In the listing below, tally each line that contains "hand". Reply with the total only.

:: DATASET ::
---*---

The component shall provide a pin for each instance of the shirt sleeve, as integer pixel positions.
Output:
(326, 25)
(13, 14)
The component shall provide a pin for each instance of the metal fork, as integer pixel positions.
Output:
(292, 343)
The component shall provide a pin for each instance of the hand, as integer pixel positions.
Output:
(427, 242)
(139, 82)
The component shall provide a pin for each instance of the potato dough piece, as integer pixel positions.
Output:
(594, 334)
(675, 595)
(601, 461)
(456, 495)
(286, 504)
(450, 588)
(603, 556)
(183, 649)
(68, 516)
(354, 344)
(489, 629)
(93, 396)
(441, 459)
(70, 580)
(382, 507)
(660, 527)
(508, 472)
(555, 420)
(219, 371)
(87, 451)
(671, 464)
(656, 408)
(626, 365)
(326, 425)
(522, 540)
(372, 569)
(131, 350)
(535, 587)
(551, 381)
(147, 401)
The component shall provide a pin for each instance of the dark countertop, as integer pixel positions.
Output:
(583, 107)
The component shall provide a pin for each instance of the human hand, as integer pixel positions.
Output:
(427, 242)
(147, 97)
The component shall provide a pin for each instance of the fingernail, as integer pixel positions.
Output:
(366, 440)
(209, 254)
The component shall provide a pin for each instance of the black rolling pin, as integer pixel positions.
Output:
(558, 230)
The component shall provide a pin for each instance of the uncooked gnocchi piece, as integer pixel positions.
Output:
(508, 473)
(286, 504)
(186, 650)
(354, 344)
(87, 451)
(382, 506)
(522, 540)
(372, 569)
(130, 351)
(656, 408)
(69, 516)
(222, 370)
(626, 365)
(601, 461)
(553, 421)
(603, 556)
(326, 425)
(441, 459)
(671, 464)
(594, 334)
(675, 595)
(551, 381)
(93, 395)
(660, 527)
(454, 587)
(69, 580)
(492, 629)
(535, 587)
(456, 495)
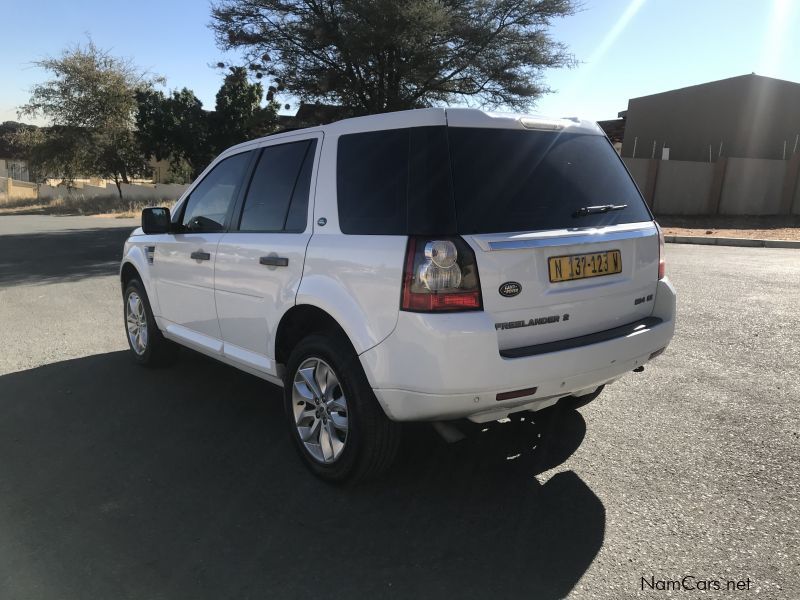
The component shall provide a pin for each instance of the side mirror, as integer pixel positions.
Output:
(156, 220)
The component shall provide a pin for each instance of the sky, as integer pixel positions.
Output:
(625, 48)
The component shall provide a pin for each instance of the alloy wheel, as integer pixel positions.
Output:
(320, 410)
(136, 319)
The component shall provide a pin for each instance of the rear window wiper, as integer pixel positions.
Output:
(594, 210)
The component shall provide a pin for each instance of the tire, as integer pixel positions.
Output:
(148, 346)
(575, 402)
(362, 440)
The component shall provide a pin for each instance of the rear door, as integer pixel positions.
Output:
(260, 260)
(550, 269)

---*---

:: PROBLEM SOLUTION ::
2